- REQUIRED TASK
Return all of the entries exactly as written.

- MATERIAL

|---|

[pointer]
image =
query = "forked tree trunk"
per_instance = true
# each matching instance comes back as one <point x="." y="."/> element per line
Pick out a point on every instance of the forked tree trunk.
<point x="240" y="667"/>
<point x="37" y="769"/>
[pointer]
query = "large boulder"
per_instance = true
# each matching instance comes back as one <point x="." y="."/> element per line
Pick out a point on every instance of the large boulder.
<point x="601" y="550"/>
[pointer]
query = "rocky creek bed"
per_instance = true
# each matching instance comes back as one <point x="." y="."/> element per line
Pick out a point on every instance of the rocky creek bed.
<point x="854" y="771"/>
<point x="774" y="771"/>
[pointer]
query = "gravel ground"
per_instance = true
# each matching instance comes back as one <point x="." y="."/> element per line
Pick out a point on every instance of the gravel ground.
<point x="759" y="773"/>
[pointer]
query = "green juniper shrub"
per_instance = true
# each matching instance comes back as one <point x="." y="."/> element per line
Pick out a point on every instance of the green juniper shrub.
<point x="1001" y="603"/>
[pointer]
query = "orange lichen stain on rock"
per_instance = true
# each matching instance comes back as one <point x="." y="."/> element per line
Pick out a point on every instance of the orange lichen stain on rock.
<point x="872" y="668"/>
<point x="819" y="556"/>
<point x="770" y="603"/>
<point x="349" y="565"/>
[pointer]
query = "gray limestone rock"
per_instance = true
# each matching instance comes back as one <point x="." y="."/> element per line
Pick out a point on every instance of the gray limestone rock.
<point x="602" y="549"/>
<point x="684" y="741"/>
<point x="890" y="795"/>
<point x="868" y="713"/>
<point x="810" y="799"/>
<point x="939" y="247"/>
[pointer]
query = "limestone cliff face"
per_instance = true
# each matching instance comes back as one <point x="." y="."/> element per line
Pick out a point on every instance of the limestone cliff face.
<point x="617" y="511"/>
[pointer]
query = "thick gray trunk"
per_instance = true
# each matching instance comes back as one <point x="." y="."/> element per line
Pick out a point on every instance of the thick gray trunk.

|---|

- SOLUTION TO THE EXERCISE
[pointer]
image =
query = "forked tree trunk"
per_instance = true
# each matching instance comes back as one <point x="." y="."/> element per line
Pick out a point on every instance of the forked tree trunk.
<point x="240" y="667"/>
<point x="37" y="769"/>
[pointer]
query = "large boulder"
per_instance = true
# each matching instance comes back as one <point x="." y="."/> element per line
Pick out a point on every instance of the large boulder.
<point x="601" y="550"/>
[pointer]
query = "rocky creek bed"
per_instance = true
# each matching instance comes back as one <point x="." y="."/> element per line
Pick out a point on every instance of the rocky creek bed.
<point x="854" y="771"/>
<point x="774" y="771"/>
[pointer]
query = "gravel ground"
per_instance = true
# each matching instance comes back as one <point x="." y="."/> element per line
Pick out a point on every instance of the gravel ground.
<point x="759" y="773"/>
[pointer]
query = "green juniper shrub"
per_instance = true
# each matching instance comes back as one <point x="." y="."/> element per line
Pick out a point on every instance of the green juniper shrub.
<point x="1001" y="603"/>
[pointer]
query = "orange lichen stain on rock"
per_instance = true
# each matching instance comes back as one <point x="." y="."/> element per line
Pick out a point on every instance of the orange lichen stain on rock.
<point x="872" y="668"/>
<point x="819" y="556"/>
<point x="770" y="603"/>
<point x="349" y="565"/>
[pointer]
query = "gray limestone rock"
per_instance = true
# each matching instance comes back as one <point x="." y="."/> element per line
Pick out a point on every instance of the gray limestone rock.
<point x="602" y="549"/>
<point x="684" y="741"/>
<point x="890" y="795"/>
<point x="868" y="713"/>
<point x="810" y="799"/>
<point x="939" y="247"/>
[pointer]
query = "limestone cliff face"
per_instance = true
# each matching instance comes back as one <point x="." y="."/> element per line
Pick out a point on every instance of the limestone cliff face.
<point x="617" y="511"/>
[pointer]
query = "thick gray trunk"
per_instance = true
# each matching instance comes back as one <point x="." y="."/> element per line
Pick out a point on every instance of the thick gray trunk.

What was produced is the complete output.